PROBLEM DESCRIPTION → Quote these lines back word for word, keeping every line as it stands.

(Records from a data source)
+-------+

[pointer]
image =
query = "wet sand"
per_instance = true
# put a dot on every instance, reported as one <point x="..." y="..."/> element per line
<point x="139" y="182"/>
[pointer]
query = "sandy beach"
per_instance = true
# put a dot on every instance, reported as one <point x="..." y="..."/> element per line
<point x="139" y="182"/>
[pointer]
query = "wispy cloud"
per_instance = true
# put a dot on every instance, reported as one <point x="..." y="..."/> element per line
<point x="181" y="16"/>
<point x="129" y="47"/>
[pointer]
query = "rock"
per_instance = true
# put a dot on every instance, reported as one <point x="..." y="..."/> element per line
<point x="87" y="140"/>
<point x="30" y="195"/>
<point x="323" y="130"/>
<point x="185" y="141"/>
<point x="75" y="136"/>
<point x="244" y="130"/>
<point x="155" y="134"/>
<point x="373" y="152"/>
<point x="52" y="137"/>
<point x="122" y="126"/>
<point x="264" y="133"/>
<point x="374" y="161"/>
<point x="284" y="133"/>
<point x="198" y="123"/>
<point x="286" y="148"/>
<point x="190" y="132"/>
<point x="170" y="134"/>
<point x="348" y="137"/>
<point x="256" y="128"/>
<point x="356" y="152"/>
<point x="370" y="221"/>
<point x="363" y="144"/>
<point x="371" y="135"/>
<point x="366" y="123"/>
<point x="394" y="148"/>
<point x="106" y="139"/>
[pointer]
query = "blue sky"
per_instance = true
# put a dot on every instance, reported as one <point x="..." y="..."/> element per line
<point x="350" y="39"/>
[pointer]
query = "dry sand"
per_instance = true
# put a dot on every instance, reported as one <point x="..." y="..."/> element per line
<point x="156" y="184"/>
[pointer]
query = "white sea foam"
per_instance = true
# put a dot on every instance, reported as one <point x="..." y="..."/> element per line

+-------+

THE RESPONSE →
[pointer]
image =
query = "wet sand"
per_instance = true
# put a dot on every instance, reported as one <point x="..." y="..."/> element per line
<point x="139" y="182"/>
[pointer]
query = "sandy beach"
per_instance = true
# put a dot on every instance, reported as one <point x="..." y="..."/> element per line
<point x="139" y="182"/>
[pointer]
query = "wispy cloud"
per_instance = true
# put a dot on every instance, reported as one <point x="..." y="..."/> element per line
<point x="181" y="16"/>
<point x="129" y="47"/>
[pointer]
query = "rock"
per_instance = true
# put a dot on every instance, reported as one <point x="..." y="..."/> element per line
<point x="87" y="140"/>
<point x="30" y="195"/>
<point x="323" y="130"/>
<point x="185" y="141"/>
<point x="75" y="136"/>
<point x="244" y="130"/>
<point x="155" y="134"/>
<point x="373" y="152"/>
<point x="52" y="137"/>
<point x="122" y="126"/>
<point x="264" y="133"/>
<point x="374" y="161"/>
<point x="284" y="133"/>
<point x="198" y="123"/>
<point x="286" y="148"/>
<point x="190" y="132"/>
<point x="170" y="134"/>
<point x="348" y="137"/>
<point x="256" y="128"/>
<point x="356" y="152"/>
<point x="370" y="221"/>
<point x="363" y="144"/>
<point x="371" y="135"/>
<point x="366" y="123"/>
<point x="394" y="148"/>
<point x="106" y="139"/>
[pointer]
query = "blue sky"
per_instance = true
# put a dot on every instance, reported as one <point x="..." y="..."/> element per line
<point x="350" y="39"/>
[pointer]
query = "dry sand"
per_instance = true
# put a dot on every instance, reported as one <point x="..." y="..."/> element per line
<point x="156" y="184"/>
[pointer]
query = "white sea foam"
per_instance = true
# put a dot on every instance, reported as one <point x="..." y="..."/> element per line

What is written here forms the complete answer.